─── Data rows

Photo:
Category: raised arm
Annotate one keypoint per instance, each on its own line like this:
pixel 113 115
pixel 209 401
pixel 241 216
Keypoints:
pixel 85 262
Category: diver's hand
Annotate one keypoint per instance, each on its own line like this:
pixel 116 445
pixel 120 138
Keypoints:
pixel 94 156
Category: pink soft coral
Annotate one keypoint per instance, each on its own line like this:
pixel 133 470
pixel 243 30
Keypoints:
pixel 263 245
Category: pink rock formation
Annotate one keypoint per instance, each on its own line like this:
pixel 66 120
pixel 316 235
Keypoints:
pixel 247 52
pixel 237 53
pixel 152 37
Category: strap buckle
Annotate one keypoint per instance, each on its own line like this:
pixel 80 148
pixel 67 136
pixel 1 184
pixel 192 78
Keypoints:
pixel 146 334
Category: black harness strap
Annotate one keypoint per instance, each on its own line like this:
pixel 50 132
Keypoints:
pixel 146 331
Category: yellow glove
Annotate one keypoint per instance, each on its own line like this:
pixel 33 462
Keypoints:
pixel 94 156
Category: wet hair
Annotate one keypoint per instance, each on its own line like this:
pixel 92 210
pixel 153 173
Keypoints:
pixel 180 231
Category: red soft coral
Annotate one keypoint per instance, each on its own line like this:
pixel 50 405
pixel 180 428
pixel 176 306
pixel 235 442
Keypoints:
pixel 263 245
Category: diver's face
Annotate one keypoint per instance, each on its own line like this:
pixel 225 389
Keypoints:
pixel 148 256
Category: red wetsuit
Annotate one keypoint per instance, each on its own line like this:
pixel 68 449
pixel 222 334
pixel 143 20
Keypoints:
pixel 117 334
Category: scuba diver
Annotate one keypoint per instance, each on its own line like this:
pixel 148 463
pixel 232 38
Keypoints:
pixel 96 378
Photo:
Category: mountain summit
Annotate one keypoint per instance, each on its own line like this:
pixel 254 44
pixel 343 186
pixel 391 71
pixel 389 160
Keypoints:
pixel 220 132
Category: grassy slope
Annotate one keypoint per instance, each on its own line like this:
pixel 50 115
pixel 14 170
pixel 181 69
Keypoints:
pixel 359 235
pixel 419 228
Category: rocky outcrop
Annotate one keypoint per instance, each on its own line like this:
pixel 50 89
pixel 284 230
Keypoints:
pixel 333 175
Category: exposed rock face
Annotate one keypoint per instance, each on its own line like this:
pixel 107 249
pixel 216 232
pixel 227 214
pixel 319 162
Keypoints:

──────

Directions. Copy the listing above with every occurrence of "soft coral" changed to "sea fan", keeping everything else the same.

Solved problem.
Photo:
Category: raised arm
Annotate one keypoint per instance, each on its own line like this:
pixel 113 115
pixel 209 401
pixel 241 216
Keypoints:
pixel 85 262
Category: diver's hand
Annotate one keypoint per instance, each on its own line like this:
pixel 116 445
pixel 120 138
Keypoints:
pixel 94 156
Category: pink sea fan
Annotate one keypoint per instance, each on its own line like this:
pixel 133 470
pixel 243 30
Keypoints:
pixel 263 245
Category: pink rock formation
Annotate one keypoint per instance, each on its own line like this:
pixel 66 120
pixel 316 235
Keypoints:
pixel 247 52
pixel 237 53
pixel 152 37
Category: strap buckle
Annotate one keypoint per instance, each on its own line like this:
pixel 80 148
pixel 67 136
pixel 1 184
pixel 192 78
Keypoints:
pixel 146 334
Category: black harness strap
Annotate one keypoint per instance, each on its own line like this:
pixel 50 132
Keypoints:
pixel 146 331
Category: yellow glove
Annotate one keypoint per instance, each on its own line like this:
pixel 33 462
Keypoints:
pixel 94 156
Category: wet hair
Annotate one keypoint per instance, each on its own line like this:
pixel 92 210
pixel 153 173
Keypoints:
pixel 180 231
Category: red sea fan
Annotate one keypoint per instance, each on its own line like this:
pixel 50 405
pixel 180 428
pixel 176 306
pixel 235 442
Keypoints:
pixel 263 245
Category: diver's face
Annotate one keypoint per instance, each on its own line like this:
pixel 225 389
Keypoints:
pixel 148 256
Category: red wetsuit
Annotate one keypoint per instance, each on its own line like this:
pixel 68 449
pixel 222 334
pixel 143 20
Keypoints:
pixel 117 334
Category: scuba diver
Annotate one keypoint per instance, each on its own line like this:
pixel 148 463
pixel 232 38
Keypoints:
pixel 96 378
Photo:
Category: mountain summit
Annotate one keypoint per instance, each on its own line like this:
pixel 254 44
pixel 343 186
pixel 391 71
pixel 389 160
Keypoints:
pixel 220 132
Category: grassy slope
Annotate one keypoint per instance, each on its own line like this:
pixel 50 115
pixel 14 170
pixel 181 69
Keypoints:
pixel 359 235
pixel 419 228
Category: rocky outcrop
Annotate one keypoint per instance, each on its own line like this:
pixel 50 89
pixel 284 230
Keypoints:
pixel 333 175
Category: exposed rock face
Annotate one keypoint per instance, each on its own line like this:
pixel 107 249
pixel 216 232
pixel 227 214
pixel 319 162
Keypoints:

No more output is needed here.